▶ _EXERCISE_: From the data that follows, copy every line with the string "below".

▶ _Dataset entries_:
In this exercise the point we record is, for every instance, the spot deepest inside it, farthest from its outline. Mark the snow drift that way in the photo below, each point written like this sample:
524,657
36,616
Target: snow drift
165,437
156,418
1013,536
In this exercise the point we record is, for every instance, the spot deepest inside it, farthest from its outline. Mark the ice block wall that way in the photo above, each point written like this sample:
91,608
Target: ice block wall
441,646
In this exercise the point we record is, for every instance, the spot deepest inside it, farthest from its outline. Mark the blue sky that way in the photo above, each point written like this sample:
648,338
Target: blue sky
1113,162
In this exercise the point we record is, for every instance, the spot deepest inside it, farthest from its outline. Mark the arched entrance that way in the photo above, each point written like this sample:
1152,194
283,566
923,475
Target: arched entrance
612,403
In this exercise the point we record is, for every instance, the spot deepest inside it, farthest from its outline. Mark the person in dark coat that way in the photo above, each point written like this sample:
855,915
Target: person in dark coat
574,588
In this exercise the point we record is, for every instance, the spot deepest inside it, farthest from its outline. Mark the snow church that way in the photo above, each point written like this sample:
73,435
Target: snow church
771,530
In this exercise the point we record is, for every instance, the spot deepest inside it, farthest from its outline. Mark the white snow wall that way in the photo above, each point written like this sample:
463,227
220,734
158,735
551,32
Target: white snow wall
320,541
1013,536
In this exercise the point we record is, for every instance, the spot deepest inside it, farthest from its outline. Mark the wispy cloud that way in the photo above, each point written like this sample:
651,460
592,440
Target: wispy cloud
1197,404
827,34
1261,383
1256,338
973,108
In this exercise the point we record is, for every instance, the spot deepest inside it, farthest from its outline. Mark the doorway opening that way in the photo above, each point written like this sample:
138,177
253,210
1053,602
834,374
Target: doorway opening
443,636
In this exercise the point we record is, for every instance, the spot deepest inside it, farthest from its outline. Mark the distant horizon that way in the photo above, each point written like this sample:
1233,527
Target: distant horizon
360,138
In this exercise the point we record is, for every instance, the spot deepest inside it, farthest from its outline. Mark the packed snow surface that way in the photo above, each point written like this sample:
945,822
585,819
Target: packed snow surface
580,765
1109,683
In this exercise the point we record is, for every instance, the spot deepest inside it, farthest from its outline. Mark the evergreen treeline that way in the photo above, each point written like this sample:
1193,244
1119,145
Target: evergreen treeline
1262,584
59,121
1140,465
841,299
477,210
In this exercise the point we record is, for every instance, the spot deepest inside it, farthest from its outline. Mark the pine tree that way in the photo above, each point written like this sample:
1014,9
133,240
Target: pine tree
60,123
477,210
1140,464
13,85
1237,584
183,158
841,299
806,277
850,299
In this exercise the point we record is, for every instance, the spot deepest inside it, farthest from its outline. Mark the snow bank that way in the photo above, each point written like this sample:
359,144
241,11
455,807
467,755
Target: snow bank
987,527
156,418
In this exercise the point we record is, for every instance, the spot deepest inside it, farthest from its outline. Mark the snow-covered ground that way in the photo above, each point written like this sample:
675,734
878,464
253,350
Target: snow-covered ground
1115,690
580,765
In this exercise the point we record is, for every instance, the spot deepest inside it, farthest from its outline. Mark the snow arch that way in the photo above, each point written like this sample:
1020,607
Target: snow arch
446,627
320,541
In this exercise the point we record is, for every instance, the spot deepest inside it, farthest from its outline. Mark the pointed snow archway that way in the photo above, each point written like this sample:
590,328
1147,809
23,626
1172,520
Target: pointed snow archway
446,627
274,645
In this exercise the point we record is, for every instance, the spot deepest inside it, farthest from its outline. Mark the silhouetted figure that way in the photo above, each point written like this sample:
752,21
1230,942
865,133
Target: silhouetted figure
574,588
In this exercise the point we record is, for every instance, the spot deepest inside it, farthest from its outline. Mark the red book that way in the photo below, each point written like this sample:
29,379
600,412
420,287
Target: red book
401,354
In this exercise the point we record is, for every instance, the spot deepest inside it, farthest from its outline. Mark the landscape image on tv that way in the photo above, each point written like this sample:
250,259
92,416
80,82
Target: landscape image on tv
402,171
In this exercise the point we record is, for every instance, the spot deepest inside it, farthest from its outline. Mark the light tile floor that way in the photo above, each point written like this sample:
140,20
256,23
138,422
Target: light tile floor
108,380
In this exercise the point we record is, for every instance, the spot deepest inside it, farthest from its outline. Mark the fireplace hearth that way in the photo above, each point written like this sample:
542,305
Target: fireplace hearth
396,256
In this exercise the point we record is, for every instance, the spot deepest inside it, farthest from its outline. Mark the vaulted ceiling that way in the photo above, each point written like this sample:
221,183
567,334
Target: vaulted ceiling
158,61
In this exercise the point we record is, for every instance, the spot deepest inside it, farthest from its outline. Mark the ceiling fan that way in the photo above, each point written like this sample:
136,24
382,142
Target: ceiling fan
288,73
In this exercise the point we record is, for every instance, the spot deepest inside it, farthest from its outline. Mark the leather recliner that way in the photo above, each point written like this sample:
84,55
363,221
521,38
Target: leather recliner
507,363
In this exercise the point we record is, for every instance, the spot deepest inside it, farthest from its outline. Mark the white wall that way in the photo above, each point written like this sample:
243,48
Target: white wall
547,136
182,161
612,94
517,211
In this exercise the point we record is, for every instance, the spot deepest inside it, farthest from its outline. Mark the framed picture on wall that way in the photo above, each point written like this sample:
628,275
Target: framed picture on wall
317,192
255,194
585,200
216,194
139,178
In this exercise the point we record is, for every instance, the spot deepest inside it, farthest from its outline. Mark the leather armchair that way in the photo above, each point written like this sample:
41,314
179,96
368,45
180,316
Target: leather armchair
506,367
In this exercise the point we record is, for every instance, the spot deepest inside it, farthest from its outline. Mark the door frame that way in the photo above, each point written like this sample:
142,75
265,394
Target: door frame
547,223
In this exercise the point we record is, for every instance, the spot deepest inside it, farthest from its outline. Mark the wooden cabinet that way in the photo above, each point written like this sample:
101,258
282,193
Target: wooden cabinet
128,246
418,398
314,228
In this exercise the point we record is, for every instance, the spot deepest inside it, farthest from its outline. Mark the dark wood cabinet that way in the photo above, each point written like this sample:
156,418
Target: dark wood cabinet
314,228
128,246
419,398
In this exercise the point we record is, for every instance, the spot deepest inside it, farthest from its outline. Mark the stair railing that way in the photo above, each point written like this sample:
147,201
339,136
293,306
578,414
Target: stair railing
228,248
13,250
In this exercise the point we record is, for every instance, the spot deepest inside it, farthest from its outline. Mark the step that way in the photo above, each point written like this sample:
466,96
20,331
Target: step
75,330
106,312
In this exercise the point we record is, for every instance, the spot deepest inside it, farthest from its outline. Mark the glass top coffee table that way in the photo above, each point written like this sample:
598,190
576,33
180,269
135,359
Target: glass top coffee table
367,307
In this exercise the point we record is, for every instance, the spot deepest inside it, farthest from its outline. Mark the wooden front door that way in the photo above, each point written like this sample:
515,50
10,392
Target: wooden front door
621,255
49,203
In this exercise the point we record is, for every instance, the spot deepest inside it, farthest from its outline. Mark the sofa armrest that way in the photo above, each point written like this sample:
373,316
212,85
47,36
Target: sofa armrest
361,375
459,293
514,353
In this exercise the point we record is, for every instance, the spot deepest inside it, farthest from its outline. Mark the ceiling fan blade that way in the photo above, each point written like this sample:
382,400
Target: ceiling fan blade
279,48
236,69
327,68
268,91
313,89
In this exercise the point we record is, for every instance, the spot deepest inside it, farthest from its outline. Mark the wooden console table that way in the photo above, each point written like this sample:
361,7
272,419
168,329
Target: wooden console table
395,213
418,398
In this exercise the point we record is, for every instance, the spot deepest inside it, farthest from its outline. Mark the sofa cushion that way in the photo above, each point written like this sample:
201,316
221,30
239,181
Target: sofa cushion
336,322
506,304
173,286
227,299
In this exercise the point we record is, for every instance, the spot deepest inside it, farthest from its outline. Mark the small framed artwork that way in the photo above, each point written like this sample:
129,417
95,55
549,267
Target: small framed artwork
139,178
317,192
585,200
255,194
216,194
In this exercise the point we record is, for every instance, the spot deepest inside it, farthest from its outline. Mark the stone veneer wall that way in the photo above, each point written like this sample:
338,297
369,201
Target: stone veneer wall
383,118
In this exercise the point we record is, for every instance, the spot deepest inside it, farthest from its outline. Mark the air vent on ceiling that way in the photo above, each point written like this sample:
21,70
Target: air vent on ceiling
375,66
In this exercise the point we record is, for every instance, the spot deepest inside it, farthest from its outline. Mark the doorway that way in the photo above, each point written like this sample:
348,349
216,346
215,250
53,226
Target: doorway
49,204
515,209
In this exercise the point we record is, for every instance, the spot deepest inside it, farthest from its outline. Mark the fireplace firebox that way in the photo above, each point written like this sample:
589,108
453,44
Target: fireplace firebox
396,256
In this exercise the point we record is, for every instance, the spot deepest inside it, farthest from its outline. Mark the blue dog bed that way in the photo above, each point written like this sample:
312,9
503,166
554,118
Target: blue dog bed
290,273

▶ _TASK RESULT_:
In this exercise the point we record is, for every instance, the spot deepest inside it, farthest from its outline. Mark the snow drift that way in the photo below, each point written like this sample:
In this exercise the point we record is, for every instance, the spot deepest inside it, farthest from its outline. Mark the red book that way in the photo below, each point written like this sample:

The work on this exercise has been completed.